Required action: Leave the pictures out. Return the rest of the listing below exactly.

Records provided:
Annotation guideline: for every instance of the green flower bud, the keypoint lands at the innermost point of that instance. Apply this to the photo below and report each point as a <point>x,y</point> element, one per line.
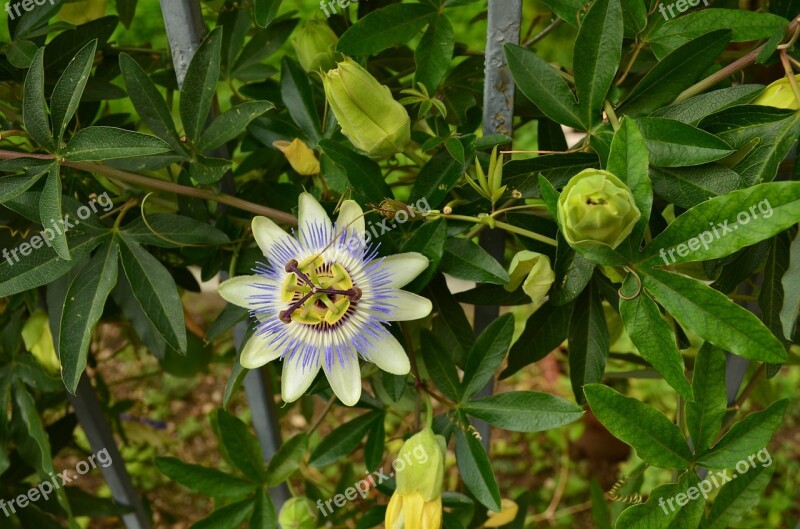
<point>534,272</point>
<point>298,513</point>
<point>314,44</point>
<point>779,94</point>
<point>596,209</point>
<point>370,117</point>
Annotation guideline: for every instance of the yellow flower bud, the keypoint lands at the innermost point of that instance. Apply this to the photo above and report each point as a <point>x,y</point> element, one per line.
<point>535,270</point>
<point>779,94</point>
<point>596,209</point>
<point>369,116</point>
<point>314,44</point>
<point>300,156</point>
<point>298,513</point>
<point>417,501</point>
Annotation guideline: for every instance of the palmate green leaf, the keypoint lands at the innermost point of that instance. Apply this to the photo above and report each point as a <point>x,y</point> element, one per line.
<point>383,28</point>
<point>94,144</point>
<point>466,260</point>
<point>83,307</point>
<point>596,56</point>
<point>722,225</point>
<point>265,11</point>
<point>287,459</point>
<point>69,90</point>
<point>524,411</point>
<point>711,315</point>
<point>441,173</point>
<point>791,290</point>
<point>363,174</point>
<point>540,83</point>
<point>200,84</point>
<point>343,439</point>
<point>231,123</point>
<point>704,414</point>
<point>629,161</point>
<point>43,265</point>
<point>738,497</point>
<point>206,481</point>
<point>659,513</point>
<point>653,337</point>
<point>50,211</point>
<point>694,109</point>
<point>148,102</point>
<point>688,186</point>
<point>675,144</point>
<point>655,438</point>
<point>296,94</point>
<point>674,73</point>
<point>434,53</point>
<point>240,445</point>
<point>229,517</point>
<point>155,290</point>
<point>476,469</point>
<point>264,516</point>
<point>544,331</point>
<point>487,354</point>
<point>762,137</point>
<point>745,25</point>
<point>745,438</point>
<point>34,108</point>
<point>169,231</point>
<point>588,342</point>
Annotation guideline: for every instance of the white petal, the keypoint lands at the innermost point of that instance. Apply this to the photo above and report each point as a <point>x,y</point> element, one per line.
<point>240,289</point>
<point>310,212</point>
<point>345,379</point>
<point>296,379</point>
<point>351,217</point>
<point>268,234</point>
<point>409,306</point>
<point>404,267</point>
<point>258,351</point>
<point>389,355</point>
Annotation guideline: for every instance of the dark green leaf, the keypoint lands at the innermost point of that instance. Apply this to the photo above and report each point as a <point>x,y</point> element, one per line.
<point>96,144</point>
<point>540,83</point>
<point>383,28</point>
<point>200,84</point>
<point>524,411</point>
<point>206,481</point>
<point>69,90</point>
<point>675,144</point>
<point>711,315</point>
<point>155,290</point>
<point>466,260</point>
<point>83,307</point>
<point>596,56</point>
<point>655,438</point>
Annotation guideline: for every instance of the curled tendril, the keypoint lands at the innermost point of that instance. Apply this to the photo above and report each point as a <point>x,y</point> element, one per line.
<point>638,286</point>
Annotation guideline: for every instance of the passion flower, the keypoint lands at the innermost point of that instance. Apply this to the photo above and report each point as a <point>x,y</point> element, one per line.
<point>596,209</point>
<point>323,298</point>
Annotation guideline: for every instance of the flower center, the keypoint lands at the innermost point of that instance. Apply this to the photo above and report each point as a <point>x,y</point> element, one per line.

Response to this task:
Annotation guideline: for every instance of the green flower bud, the keypoint lands at the innermost point of that instance. Apply this to the photo below and report each point as a <point>x,y</point> element, one per line.
<point>534,272</point>
<point>298,513</point>
<point>314,44</point>
<point>779,94</point>
<point>596,209</point>
<point>370,117</point>
Annotation guideline: for every instance of the yellow flower bud, the keypoint lands at the innermost point of that instance. Apply this to the photo above and report each point as a <point>x,y</point> element, one per line.
<point>535,270</point>
<point>779,94</point>
<point>596,209</point>
<point>369,116</point>
<point>314,44</point>
<point>300,156</point>
<point>298,513</point>
<point>417,501</point>
Annotation guideline: for every instance of the palmate green leaf, the keypoint lands at the innermost point of that instance. Apply this to the photo above and report each point as a <point>x,y</point> element, one per line.
<point>383,28</point>
<point>94,144</point>
<point>466,260</point>
<point>83,307</point>
<point>596,56</point>
<point>722,225</point>
<point>265,11</point>
<point>287,459</point>
<point>69,90</point>
<point>524,411</point>
<point>711,315</point>
<point>441,173</point>
<point>791,290</point>
<point>363,174</point>
<point>540,83</point>
<point>200,84</point>
<point>343,439</point>
<point>231,123</point>
<point>704,414</point>
<point>629,161</point>
<point>43,265</point>
<point>738,497</point>
<point>206,481</point>
<point>659,513</point>
<point>653,337</point>
<point>50,211</point>
<point>694,109</point>
<point>148,102</point>
<point>688,186</point>
<point>675,144</point>
<point>655,438</point>
<point>296,94</point>
<point>674,73</point>
<point>434,53</point>
<point>240,445</point>
<point>229,517</point>
<point>155,290</point>
<point>476,469</point>
<point>264,516</point>
<point>544,331</point>
<point>487,354</point>
<point>762,137</point>
<point>745,25</point>
<point>745,438</point>
<point>34,108</point>
<point>169,231</point>
<point>588,342</point>
Annotation guideline: for every instance of the white petal, the keypoint lands at the innermost point of that instance. Apply this to the photo above and report each point as a <point>x,y</point> element, one per line.
<point>240,289</point>
<point>310,212</point>
<point>345,379</point>
<point>296,379</point>
<point>351,217</point>
<point>268,234</point>
<point>409,306</point>
<point>404,267</point>
<point>258,351</point>
<point>389,355</point>
Annotation guideline: for every instance of the dark green leaf, the keypoint lands at the innermost point of that instance. Apply this to the photo above and report each point as a <point>x,y</point> element, one per line.
<point>96,144</point>
<point>540,83</point>
<point>383,28</point>
<point>200,84</point>
<point>524,411</point>
<point>206,481</point>
<point>69,90</point>
<point>675,144</point>
<point>711,315</point>
<point>155,290</point>
<point>466,260</point>
<point>83,307</point>
<point>596,56</point>
<point>655,438</point>
Annotation guideline: for every instance of the curled tendril, the keypoint lands at the innermost point of that instance. Apply this to the photo above and report each point as a <point>x,y</point> element, one per line.
<point>638,286</point>
Annotation guideline: for every instance of the passion flower, the keypoint lands at the innermost point of that instance. Apply this to the photo above and report each point as a <point>x,y</point> element, one per line.
<point>596,209</point>
<point>323,298</point>
Annotation guideline: for every instance of the flower center, the keypoint lands at the innermost point of that instance. Apply this to the photo above and report each point as a <point>x,y</point> element, one per line.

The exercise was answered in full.